>>
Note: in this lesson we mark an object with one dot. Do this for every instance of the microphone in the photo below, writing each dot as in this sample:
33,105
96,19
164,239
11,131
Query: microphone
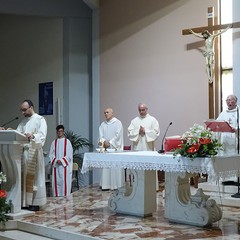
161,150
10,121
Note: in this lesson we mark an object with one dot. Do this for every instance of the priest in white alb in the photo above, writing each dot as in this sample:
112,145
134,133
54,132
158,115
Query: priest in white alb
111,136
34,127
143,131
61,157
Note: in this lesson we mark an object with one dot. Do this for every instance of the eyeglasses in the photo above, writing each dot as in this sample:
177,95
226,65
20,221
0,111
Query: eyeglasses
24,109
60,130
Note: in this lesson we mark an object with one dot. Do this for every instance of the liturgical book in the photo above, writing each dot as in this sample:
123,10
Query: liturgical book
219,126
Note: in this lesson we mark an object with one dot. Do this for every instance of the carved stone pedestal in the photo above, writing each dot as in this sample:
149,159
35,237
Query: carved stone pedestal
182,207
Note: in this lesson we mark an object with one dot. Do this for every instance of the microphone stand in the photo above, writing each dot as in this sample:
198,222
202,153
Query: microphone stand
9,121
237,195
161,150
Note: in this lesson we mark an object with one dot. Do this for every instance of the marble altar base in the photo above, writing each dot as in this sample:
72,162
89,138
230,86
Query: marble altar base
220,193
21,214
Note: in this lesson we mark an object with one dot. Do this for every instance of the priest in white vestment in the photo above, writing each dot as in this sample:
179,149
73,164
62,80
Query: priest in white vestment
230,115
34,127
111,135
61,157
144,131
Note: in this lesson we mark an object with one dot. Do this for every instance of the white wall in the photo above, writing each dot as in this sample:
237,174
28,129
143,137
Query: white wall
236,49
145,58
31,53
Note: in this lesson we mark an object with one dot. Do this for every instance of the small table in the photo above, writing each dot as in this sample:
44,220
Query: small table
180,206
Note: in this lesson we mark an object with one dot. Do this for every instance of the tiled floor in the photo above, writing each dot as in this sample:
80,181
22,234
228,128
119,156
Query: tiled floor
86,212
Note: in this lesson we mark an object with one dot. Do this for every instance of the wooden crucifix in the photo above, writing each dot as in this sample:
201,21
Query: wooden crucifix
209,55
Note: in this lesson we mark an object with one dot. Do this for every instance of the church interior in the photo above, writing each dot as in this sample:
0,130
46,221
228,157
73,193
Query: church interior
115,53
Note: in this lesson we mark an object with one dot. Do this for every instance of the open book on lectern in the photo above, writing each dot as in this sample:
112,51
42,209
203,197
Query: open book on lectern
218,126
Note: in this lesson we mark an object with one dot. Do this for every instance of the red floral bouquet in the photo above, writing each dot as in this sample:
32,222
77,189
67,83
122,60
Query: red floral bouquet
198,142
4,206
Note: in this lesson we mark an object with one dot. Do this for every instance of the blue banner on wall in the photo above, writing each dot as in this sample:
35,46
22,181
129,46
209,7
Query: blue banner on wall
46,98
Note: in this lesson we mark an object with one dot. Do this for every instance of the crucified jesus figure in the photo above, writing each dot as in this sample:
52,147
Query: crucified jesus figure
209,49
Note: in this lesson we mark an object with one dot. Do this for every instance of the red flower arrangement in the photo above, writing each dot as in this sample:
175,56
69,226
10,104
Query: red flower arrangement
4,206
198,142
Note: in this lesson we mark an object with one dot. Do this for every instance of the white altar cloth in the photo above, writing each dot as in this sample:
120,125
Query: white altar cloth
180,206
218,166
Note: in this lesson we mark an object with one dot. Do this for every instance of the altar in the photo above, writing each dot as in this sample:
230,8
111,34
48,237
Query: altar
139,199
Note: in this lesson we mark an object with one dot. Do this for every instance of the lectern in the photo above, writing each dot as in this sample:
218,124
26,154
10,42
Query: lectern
<<
▸ **Task goal**: Copy word for word every line from the line with "of the altar" through the last line of the entries, including both of those lines.

▸ **Result for this task**:
Note: in this lesson we mark an object with one dot. Do this for every instance of the altar in the photo above, writing each dot as in this sample:
230,8
111,34
48,237
Query: altar
139,199
Note: in this lesson we mark an object with one dot. Do this for every instance of the lectern in the photo above, writing each dot as in this sample:
218,124
26,154
10,42
Query: lectern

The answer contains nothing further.